— Problem description —
Having found the line that contains "of the tree", please retype only it and every line after it up to the end of the entries, exactly as written.

===== Record set

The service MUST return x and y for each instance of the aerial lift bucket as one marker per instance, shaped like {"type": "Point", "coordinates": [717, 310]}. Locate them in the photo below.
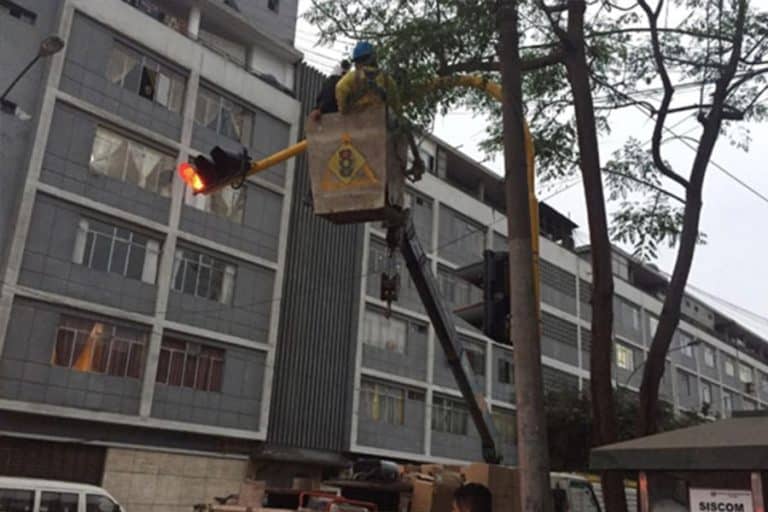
{"type": "Point", "coordinates": [356, 166]}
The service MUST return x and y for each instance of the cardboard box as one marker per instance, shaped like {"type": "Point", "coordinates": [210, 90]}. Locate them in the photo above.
{"type": "Point", "coordinates": [432, 494]}
{"type": "Point", "coordinates": [502, 481]}
{"type": "Point", "coordinates": [251, 493]}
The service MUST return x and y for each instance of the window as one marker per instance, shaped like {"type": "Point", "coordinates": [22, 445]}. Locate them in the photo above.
{"type": "Point", "coordinates": [132, 162]}
{"type": "Point", "coordinates": [19, 12]}
{"type": "Point", "coordinates": [204, 276]}
{"type": "Point", "coordinates": [685, 382]}
{"type": "Point", "coordinates": [730, 370]}
{"type": "Point", "coordinates": [685, 344]}
{"type": "Point", "coordinates": [745, 374]}
{"type": "Point", "coordinates": [505, 426]}
{"type": "Point", "coordinates": [709, 356]}
{"type": "Point", "coordinates": [380, 402]}
{"type": "Point", "coordinates": [142, 75]}
{"type": "Point", "coordinates": [228, 202]}
{"type": "Point", "coordinates": [224, 116]}
{"type": "Point", "coordinates": [190, 365]}
{"type": "Point", "coordinates": [449, 416]}
{"type": "Point", "coordinates": [476, 359]}
{"type": "Point", "coordinates": [14, 500]}
{"type": "Point", "coordinates": [58, 502]}
{"type": "Point", "coordinates": [98, 347]}
{"type": "Point", "coordinates": [384, 333]}
{"type": "Point", "coordinates": [727, 404]}
{"type": "Point", "coordinates": [624, 357]}
{"type": "Point", "coordinates": [97, 503]}
{"type": "Point", "coordinates": [109, 248]}
{"type": "Point", "coordinates": [505, 371]}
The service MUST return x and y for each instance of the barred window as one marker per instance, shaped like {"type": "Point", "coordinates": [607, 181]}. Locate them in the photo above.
{"type": "Point", "coordinates": [385, 333]}
{"type": "Point", "coordinates": [505, 371]}
{"type": "Point", "coordinates": [109, 248]}
{"type": "Point", "coordinates": [380, 402]}
{"type": "Point", "coordinates": [227, 202]}
{"type": "Point", "coordinates": [144, 76]}
{"type": "Point", "coordinates": [449, 415]}
{"type": "Point", "coordinates": [124, 159]}
{"type": "Point", "coordinates": [199, 274]}
{"type": "Point", "coordinates": [98, 347]}
{"type": "Point", "coordinates": [709, 356]}
{"type": "Point", "coordinates": [224, 116]}
{"type": "Point", "coordinates": [190, 365]}
{"type": "Point", "coordinates": [625, 357]}
{"type": "Point", "coordinates": [475, 358]}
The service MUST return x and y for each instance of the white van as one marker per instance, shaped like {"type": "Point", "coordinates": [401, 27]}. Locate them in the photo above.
{"type": "Point", "coordinates": [33, 495]}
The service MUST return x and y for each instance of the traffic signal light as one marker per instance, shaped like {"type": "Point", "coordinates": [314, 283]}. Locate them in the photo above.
{"type": "Point", "coordinates": [205, 175]}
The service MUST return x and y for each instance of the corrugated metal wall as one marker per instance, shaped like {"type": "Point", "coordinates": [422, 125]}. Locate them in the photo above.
{"type": "Point", "coordinates": [314, 365]}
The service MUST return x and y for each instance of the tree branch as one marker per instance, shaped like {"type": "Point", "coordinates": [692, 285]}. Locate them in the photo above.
{"type": "Point", "coordinates": [669, 91]}
{"type": "Point", "coordinates": [646, 184]}
{"type": "Point", "coordinates": [640, 30]}
{"type": "Point", "coordinates": [530, 64]}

==========

— Output —
The service MUST return x and y for each instance of the tree branch as one marker per instance, shaped like {"type": "Point", "coordinates": [692, 285]}. Locate them in the photo above.
{"type": "Point", "coordinates": [669, 91]}
{"type": "Point", "coordinates": [646, 184]}
{"type": "Point", "coordinates": [640, 30]}
{"type": "Point", "coordinates": [530, 64]}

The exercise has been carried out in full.